All lines from the one containing "One marker belongs on each instance of the white ceiling." to the end of the entries below should be output exactly as they appear. No other lines should be output.
----------------
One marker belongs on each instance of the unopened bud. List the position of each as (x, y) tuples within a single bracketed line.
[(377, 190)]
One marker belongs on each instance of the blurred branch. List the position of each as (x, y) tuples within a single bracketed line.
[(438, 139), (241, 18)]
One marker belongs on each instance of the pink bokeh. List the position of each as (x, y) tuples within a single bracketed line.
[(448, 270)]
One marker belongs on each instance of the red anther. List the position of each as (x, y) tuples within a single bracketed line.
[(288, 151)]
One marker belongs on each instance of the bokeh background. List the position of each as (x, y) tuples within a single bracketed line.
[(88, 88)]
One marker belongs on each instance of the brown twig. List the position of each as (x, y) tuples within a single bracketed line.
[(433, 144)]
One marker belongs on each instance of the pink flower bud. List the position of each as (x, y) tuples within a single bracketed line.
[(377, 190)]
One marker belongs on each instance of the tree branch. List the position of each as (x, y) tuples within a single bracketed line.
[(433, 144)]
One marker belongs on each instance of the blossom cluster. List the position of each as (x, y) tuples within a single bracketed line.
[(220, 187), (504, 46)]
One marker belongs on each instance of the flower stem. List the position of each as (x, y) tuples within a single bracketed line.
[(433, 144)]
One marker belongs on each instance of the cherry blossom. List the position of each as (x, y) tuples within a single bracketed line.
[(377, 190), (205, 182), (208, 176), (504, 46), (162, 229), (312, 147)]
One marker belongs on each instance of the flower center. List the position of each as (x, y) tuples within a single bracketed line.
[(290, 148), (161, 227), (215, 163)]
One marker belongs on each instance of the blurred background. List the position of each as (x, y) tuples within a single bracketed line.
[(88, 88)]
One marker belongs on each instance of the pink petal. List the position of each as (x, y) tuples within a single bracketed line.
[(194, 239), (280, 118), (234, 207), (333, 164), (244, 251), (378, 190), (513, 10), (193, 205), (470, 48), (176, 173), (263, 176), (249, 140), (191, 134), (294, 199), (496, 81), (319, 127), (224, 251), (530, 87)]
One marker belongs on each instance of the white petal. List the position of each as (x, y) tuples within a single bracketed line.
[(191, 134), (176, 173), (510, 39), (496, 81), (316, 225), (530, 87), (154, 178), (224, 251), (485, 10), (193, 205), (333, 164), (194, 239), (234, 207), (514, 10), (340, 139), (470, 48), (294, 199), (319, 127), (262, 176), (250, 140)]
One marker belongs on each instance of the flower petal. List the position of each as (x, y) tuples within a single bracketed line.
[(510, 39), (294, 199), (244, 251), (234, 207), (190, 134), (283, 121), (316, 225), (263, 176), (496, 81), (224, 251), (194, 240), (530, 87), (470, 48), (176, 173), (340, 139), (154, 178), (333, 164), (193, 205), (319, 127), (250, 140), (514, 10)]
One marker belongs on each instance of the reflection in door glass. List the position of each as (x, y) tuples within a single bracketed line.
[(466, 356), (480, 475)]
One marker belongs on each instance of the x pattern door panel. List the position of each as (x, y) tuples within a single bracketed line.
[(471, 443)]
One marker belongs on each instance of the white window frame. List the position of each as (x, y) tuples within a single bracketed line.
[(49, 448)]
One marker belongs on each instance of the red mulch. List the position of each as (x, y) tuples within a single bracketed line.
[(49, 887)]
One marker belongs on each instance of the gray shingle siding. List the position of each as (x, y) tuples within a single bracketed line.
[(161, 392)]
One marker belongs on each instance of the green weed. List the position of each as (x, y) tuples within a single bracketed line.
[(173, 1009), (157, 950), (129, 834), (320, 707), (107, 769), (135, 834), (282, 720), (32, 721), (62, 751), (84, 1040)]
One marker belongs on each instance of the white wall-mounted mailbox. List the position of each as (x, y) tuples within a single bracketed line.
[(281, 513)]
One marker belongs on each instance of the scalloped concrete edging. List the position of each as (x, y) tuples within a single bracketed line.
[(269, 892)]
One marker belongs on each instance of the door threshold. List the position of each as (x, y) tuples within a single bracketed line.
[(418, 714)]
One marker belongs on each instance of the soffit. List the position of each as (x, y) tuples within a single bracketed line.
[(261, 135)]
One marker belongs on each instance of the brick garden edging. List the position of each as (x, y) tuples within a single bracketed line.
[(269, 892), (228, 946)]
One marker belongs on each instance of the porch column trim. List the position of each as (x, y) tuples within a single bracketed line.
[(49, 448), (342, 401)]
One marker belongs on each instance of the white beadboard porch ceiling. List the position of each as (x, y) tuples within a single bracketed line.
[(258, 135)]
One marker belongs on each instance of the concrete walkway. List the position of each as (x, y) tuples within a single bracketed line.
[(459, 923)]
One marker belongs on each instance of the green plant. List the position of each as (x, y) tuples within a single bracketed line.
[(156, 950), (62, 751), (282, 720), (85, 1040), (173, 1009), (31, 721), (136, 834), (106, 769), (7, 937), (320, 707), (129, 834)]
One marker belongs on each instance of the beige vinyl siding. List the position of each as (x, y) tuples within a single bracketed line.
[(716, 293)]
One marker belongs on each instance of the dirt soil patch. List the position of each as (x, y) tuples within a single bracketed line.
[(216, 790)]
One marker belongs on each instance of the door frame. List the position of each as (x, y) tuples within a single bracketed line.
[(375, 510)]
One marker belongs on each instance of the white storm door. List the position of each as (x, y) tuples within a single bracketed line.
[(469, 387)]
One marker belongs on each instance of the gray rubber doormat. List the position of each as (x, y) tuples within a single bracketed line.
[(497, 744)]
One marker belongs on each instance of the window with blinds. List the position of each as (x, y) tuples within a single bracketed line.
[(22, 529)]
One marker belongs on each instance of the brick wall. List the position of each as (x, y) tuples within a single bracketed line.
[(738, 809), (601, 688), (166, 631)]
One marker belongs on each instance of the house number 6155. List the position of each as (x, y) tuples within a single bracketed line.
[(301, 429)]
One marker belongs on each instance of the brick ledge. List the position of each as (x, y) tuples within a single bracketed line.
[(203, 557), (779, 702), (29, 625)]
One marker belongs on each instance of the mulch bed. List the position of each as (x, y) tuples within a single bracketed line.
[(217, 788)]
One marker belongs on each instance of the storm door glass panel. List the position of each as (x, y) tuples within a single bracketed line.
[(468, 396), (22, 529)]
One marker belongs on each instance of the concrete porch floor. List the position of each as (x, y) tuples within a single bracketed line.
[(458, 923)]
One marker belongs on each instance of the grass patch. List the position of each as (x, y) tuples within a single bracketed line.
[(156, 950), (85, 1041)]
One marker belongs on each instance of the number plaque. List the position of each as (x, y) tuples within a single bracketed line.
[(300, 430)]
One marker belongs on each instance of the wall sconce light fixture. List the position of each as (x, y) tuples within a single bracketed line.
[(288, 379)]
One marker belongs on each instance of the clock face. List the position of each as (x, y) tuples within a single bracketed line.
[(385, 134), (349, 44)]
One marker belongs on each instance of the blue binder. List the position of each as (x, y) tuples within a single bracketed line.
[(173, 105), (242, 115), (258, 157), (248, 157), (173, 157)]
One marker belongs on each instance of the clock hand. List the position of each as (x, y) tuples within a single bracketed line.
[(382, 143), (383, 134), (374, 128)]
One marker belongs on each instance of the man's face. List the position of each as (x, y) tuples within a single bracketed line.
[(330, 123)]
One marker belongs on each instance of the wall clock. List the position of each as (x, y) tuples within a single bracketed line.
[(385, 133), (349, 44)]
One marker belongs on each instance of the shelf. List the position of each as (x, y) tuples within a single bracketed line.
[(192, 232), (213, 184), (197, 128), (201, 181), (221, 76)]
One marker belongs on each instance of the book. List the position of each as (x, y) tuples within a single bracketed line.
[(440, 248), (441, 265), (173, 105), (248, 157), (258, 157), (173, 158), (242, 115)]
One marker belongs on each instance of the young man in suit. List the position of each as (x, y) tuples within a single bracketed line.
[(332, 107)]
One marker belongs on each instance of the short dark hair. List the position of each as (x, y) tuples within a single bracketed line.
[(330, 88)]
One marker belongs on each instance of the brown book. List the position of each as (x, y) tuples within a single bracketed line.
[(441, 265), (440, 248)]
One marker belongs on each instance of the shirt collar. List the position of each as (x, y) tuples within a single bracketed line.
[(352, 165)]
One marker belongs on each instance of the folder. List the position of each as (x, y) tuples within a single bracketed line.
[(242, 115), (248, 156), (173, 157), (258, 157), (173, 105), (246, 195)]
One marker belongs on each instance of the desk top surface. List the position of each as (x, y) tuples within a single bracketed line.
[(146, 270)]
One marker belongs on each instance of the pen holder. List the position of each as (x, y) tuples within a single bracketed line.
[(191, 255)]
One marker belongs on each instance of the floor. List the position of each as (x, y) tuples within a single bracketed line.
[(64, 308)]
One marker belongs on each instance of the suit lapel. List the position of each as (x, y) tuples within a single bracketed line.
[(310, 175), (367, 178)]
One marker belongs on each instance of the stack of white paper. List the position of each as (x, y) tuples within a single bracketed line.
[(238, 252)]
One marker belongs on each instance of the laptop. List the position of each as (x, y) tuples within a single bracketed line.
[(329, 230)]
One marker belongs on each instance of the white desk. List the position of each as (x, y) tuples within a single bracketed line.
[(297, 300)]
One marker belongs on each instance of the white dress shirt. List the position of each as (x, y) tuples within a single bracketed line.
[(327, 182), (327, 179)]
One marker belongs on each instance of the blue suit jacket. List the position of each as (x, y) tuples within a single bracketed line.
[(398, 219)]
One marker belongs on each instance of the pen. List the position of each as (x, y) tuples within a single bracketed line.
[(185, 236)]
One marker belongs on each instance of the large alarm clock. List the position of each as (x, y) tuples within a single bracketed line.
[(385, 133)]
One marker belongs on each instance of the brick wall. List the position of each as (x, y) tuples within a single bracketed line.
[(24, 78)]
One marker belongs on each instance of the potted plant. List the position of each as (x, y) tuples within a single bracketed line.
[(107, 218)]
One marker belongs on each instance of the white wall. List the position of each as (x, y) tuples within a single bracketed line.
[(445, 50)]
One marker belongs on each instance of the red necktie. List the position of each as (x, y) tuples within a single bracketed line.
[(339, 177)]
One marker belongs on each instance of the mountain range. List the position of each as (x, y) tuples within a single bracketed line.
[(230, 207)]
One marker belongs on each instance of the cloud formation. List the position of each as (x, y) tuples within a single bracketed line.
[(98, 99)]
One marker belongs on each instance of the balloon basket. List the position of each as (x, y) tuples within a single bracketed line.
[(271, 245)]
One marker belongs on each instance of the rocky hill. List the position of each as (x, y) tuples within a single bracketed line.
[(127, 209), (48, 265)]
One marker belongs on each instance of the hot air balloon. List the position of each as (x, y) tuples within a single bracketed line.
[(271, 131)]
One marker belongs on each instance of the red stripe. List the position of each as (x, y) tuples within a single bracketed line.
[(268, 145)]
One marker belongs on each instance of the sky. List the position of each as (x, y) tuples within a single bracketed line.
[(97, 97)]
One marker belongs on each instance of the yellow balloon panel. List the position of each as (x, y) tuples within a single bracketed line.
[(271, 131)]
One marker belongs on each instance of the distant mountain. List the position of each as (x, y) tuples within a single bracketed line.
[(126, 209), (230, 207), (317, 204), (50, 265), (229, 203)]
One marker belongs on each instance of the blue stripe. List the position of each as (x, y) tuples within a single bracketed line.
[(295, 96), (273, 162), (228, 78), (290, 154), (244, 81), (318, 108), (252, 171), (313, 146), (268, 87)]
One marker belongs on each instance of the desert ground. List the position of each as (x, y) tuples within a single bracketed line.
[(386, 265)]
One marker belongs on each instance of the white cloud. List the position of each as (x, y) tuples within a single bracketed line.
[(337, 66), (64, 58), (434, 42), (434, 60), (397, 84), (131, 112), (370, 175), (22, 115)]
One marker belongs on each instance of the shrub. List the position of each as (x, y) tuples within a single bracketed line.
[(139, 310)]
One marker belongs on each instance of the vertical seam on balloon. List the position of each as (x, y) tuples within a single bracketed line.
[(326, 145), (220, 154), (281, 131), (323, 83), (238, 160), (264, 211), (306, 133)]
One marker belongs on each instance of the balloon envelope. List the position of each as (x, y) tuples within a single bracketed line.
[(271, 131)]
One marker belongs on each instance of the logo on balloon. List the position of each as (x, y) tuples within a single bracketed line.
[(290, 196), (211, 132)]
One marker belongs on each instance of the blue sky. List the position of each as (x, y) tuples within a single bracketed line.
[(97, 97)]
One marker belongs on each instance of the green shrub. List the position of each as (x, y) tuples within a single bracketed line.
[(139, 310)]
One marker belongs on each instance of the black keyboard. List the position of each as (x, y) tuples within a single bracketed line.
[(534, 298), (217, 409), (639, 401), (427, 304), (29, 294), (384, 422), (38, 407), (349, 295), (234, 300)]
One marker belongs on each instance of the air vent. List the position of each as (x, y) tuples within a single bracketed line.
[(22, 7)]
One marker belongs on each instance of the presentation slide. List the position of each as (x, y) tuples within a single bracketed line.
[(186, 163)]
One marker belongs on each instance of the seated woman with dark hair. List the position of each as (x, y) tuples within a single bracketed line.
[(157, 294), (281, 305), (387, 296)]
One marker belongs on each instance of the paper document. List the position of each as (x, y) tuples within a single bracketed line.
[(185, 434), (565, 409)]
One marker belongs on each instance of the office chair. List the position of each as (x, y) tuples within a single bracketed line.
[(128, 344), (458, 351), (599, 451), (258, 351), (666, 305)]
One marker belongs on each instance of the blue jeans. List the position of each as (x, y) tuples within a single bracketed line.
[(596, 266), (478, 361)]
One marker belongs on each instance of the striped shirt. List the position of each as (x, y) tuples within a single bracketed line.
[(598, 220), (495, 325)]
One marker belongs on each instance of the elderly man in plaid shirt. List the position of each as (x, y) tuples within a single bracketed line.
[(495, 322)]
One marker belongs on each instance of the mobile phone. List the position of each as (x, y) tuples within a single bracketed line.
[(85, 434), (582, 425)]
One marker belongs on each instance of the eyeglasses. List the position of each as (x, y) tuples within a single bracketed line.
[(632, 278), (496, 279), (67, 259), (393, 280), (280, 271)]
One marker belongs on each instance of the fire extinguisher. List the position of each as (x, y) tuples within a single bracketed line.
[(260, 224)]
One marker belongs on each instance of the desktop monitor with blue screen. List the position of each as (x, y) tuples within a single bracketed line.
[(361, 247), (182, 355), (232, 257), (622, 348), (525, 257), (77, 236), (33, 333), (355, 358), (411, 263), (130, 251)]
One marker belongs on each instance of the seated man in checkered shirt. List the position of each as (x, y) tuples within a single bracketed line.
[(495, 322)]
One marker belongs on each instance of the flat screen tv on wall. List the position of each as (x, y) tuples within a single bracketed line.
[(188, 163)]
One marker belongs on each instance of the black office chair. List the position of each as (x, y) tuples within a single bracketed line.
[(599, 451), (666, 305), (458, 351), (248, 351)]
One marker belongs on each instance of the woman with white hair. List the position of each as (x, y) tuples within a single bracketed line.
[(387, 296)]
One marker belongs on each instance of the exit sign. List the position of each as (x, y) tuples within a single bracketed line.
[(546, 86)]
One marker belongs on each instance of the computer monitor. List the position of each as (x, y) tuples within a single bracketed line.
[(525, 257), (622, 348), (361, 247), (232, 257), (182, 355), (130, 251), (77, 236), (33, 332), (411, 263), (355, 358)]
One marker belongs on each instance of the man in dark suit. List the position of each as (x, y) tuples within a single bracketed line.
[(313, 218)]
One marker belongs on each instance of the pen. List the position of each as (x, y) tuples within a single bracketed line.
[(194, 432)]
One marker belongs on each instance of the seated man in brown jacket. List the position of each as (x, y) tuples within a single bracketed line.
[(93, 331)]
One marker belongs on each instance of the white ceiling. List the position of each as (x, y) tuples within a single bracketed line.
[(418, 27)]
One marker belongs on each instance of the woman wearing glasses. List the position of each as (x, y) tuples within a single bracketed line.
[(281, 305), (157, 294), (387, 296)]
----------------
» Solution for this task
One marker belongs on each instance of the white ceiling. List the position of each as (x, y) tuples within a single bracketed line.
[(418, 27)]
One marker belongs on each instance of the woman wearing glasses. List the position of each as (x, y) tuples within a single bracketed line.
[(281, 305), (157, 294), (387, 296)]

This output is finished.